▶ _ASSIGNMENT_:
Every line of the data below is to be written out again exactly.
★ ★ ★
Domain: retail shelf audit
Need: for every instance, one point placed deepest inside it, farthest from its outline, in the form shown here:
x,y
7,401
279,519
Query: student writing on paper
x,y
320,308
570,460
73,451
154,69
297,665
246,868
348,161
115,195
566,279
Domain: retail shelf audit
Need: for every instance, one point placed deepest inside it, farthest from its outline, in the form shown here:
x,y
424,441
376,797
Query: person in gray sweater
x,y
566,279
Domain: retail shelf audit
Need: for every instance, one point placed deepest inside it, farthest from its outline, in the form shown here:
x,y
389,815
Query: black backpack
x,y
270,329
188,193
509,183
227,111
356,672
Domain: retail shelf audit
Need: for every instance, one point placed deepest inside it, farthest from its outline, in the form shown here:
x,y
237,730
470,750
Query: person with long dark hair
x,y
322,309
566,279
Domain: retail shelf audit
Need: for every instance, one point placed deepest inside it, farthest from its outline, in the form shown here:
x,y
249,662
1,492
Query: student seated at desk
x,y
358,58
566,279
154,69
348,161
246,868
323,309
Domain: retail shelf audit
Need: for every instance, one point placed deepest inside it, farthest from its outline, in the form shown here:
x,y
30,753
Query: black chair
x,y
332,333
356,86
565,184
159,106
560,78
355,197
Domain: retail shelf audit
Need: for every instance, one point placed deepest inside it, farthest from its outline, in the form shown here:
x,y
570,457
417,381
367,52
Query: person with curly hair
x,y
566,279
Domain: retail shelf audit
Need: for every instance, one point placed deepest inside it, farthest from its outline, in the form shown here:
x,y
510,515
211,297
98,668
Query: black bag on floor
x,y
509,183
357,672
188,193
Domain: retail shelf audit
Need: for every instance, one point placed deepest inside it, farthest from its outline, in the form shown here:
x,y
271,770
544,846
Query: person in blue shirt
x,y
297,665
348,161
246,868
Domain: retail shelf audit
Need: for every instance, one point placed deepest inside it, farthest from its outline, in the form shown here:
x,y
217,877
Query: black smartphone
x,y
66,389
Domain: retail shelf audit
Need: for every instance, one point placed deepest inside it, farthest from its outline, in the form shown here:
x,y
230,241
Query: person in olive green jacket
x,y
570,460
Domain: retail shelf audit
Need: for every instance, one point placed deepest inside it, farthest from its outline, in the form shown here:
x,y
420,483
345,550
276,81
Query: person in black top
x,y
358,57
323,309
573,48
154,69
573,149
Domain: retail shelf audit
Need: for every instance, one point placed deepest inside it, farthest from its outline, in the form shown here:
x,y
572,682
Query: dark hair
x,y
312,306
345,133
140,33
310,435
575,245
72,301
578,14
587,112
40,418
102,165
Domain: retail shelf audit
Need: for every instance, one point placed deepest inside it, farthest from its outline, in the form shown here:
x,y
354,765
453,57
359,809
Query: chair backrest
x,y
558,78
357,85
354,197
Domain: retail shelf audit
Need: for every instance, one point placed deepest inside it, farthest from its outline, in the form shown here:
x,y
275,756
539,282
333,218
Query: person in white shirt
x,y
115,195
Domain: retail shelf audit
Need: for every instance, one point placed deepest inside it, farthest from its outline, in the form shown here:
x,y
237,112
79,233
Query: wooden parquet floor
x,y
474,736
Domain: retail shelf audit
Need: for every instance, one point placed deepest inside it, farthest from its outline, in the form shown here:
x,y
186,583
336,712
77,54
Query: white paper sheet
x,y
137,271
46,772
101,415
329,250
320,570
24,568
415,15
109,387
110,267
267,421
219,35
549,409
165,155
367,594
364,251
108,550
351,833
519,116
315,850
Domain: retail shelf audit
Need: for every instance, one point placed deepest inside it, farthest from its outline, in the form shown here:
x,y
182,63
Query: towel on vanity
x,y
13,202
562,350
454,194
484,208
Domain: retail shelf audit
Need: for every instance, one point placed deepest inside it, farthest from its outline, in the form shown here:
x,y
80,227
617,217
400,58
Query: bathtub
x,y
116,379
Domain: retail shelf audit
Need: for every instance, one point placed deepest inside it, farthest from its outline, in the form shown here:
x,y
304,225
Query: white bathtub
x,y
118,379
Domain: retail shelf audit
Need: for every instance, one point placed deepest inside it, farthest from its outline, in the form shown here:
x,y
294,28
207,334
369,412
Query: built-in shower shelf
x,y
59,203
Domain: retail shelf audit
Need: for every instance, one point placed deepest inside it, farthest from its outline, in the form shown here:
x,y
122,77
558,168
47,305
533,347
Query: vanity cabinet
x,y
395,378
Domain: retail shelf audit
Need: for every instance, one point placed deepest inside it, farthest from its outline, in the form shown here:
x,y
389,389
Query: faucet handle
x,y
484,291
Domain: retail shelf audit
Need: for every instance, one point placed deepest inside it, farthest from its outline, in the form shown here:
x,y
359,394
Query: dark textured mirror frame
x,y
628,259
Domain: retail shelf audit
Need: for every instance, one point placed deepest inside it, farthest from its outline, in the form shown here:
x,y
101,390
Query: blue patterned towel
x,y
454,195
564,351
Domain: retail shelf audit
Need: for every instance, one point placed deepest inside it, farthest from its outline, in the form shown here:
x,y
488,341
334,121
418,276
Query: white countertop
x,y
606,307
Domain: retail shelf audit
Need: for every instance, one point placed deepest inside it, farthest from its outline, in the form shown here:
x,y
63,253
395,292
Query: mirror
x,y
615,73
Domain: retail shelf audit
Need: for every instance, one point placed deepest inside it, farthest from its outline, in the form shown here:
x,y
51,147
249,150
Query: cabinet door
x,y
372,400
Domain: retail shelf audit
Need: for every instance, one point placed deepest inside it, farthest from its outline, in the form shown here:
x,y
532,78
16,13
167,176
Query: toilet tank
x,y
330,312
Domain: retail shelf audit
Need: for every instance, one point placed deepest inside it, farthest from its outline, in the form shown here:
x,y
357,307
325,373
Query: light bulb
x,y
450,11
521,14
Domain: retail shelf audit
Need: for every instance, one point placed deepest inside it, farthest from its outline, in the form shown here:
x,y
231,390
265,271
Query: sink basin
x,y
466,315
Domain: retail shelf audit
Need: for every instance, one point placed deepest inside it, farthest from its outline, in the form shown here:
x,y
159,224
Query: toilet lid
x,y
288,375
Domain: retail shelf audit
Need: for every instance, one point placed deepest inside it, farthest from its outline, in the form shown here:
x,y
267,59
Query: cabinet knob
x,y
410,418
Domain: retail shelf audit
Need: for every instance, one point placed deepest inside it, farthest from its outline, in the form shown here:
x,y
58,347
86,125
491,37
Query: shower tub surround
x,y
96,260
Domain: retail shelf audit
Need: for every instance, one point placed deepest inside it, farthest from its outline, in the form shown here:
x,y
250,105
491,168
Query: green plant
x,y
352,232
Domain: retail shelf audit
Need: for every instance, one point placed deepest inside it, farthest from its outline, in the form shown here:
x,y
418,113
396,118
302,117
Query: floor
★ ★ ★
▶ _ANSWER TO THE PROBLEM_:
Domain: retail shelf audit
Need: for every instance, one point placed deepest inside it, farthest from its outline, in the form shown here:
x,y
7,401
279,519
Query: student writing on paper
x,y
320,308
570,460
73,451
154,69
297,665
246,868
348,161
115,195
566,279
Domain: retail shelf audit
Need: for every instance, one point placed deepest inside it, farthest from its outline, in the form shown here:
x,y
424,441
376,797
Query: person in gray sweater
x,y
566,279
Domain: retail shelf audit
Need: for every instance, one point placed deepest inside it, farthest from its outline, in the form shown here:
x,y
389,815
Query: black backpack
x,y
270,329
188,193
509,183
227,111
356,672
Domain: retail shelf audit
Need: for every instance, one point placed deepest inside it, farthest from its outline, in the form shown here:
x,y
237,730
470,750
Query: person with long dark hair
x,y
322,309
566,279
Domain: retail shelf audit
Need: for every instance, one point placed deepest inside it, farthest from its outline, in the form shown here:
x,y
249,662
1,492
Query: student seated at desk
x,y
358,58
566,279
154,69
348,161
246,868
323,309
Domain: retail shelf audit
Need: for every instance, one point placed deepest inside it, farthest from its outline, in the form shown here:
x,y
30,753
Query: black chair
x,y
332,333
356,86
565,184
159,106
560,78
355,197
Domain: retail shelf audit
Need: for every instance, one point placed deepest inside it, farthest from its outline, in the form shown here:
x,y
570,457
417,381
367,52
Query: person with curly hair
x,y
566,279
Domain: retail shelf audit
Need: for every instance, one point placed deepest inside it, farthest from its outline, in the form shown here:
x,y
510,515
211,297
98,668
Query: black bag on floor
x,y
509,183
357,672
188,193
Domain: retail shelf audit
Need: for every instance, one point placed deepest inside it, farthest from its outline, in the form shown here:
x,y
271,770
544,846
Query: person in blue shirt
x,y
297,665
348,161
246,868
Domain: retail shelf audit
Need: for every instance, one point placed deepest inside it, farthest from its outline, in the form shown here:
x,y
217,877
Query: black smartphone
x,y
66,389
Domain: retail shelf audit
Need: for every instance, one point placed deepest inside it, farthest from its outline, in the form shown here:
x,y
230,241
Query: person in olive green jacket
x,y
570,460
Domain: retail shelf audit
Need: for every instance, one point placed deepest inside it, farthest from its outline, in the form shown here:
x,y
420,483
345,550
276,81
Query: person in black top
x,y
358,57
323,309
573,48
154,69
573,149
Domain: retail shelf audit
Need: for every instance, one point placed deepest inside it, farthest from its outline, in the form shown here:
x,y
572,682
Query: dark hair
x,y
312,306
345,133
140,33
310,435
575,245
72,301
578,14
587,112
40,418
102,165
Domain: retail shelf audit
Need: for every instance, one point placed deepest inside it, farthest from its outline, in the form shown here:
x,y
354,765
453,57
359,809
Query: chair backrest
x,y
558,78
357,85
354,197
Domain: retail shelf audit
Need: for every instance, one point placed deepest inside it, farthest from its outline, in the form shown here:
x,y
275,756
539,282
333,218
Query: person in white shirt
x,y
115,195
Domain: retail shelf audit
Need: for every instance, one point placed deepest inside it, farthest from its outline, in the form shown here:
x,y
237,112
79,233
Query: wooden parquet floor
x,y
474,736
Domain: retail shelf audit
Need: for every instance, one point placed deepest inside it, farthest from its outline, in the form shown here:
x,y
186,583
336,712
77,54
Query: white paper sheet
x,y
137,271
46,772
101,415
329,250
320,570
24,568
415,15
109,387
110,267
267,421
219,35
549,409
165,155
367,594
364,251
108,550
351,833
519,116
315,850
Domain: retail shelf audit
Need: for every instance, one point placed deepest inside it, farthest from its outline, in the form shown here:
x,y
182,63
Query: towel on vanity
x,y
13,202
562,350
454,194
484,208
Domain: retail shelf audit
Need: for every instance, one point placed deepest inside it, farthest from its outline, in the form shown here:
x,y
80,227
617,217
400,58
Query: bathtub
x,y
116,379
Domain: retail shelf audit
Need: for every instance, one point placed deepest inside it, farthest from its outline, in the form shown here:
x,y
304,225
Query: white bathtub
x,y
118,379
Domain: retail shelf audit
Need: for every instance, one point placed deepest inside it, farthest from its outline, in the form shown here:
x,y
294,28
207,334
369,412
Query: built-in shower shelf
x,y
59,203
Domain: retail shelf audit
Need: for every instance, one point placed deepest inside it, farthest from its outline, in the form shown here:
x,y
122,77
558,168
47,305
533,347
Query: vanity cabinet
x,y
395,378
Domain: retail shelf audit
Need: for every instance, one point placed deepest inside it, farthest from its outline, in the form shown here:
x,y
389,389
Query: faucet handle
x,y
484,291
Domain: retail shelf audit
Need: for every instance, one point placed deepest inside it, farthest from its outline, in the form shown here:
x,y
359,394
Query: dark textured mirror frame
x,y
628,259
Domain: retail shelf audit
Need: for every instance, one point placed deepest inside it, farthest from its outline, in the form shown here:
x,y
101,390
Query: blue patterned towel
x,y
454,195
564,351
Domain: retail shelf audit
Need: for every instance, one point placed deepest inside it, farthest from its outline, in the form shown here:
x,y
488,341
334,121
418,276
Query: white countertop
x,y
606,307
Domain: retail shelf audit
Need: for every instance, one point placed deepest inside it, farthest from its outline, in the form shown here:
x,y
63,253
395,292
Query: mirror
x,y
615,73
Domain: retail shelf audit
Need: for every instance, one point placed deepest inside it, farthest from its outline, in the form shown here:
x,y
51,147
249,150
Query: cabinet door
x,y
372,400
Domain: retail shelf audit
Need: for every instance, one point placed deepest inside it, farthest from its outline, in the form shown here:
x,y
532,78
16,13
167,176
Query: toilet tank
x,y
330,312
Domain: retail shelf audit
Need: for every instance, one point placed deepest inside it, farthest from its outline, in the form shown here:
x,y
357,307
325,373
Query: light bulb
x,y
450,11
521,14
Domain: retail shelf audit
Need: for every instance, one point placed deepest inside it, farthest from its outline, in the form shown here:
x,y
231,390
265,271
Query: sink basin
x,y
466,315
Domain: retail shelf audit
Need: for every instance, one point placed deepest inside it, farthest from its outline, in the form shown here:
x,y
159,224
Query: toilet lid
x,y
288,375
Domain: retail shelf audit
Need: for every instance, one point placed deepest inside it, farthest from its outline, in the form shown here:
x,y
267,59
Query: cabinet knob
x,y
410,418
Domain: retail shelf audit
Need: for every instance, one point placed deepest inside it, farthest from its outline, in the form shown here:
x,y
58,347
86,125
491,37
Query: shower tub surround
x,y
96,260
Domain: retail shelf audit
Need: for every instance, one point placed deepest inside it, farthest from its outline, in the form shown here:
x,y
250,105
491,168
Query: green plant
x,y
352,232
Domain: retail shelf audit
Need: for every instance, one point placed deepest inside it, farthest from its outline, in the form shown here:
x,y
418,113
396,118
302,117
Query: floor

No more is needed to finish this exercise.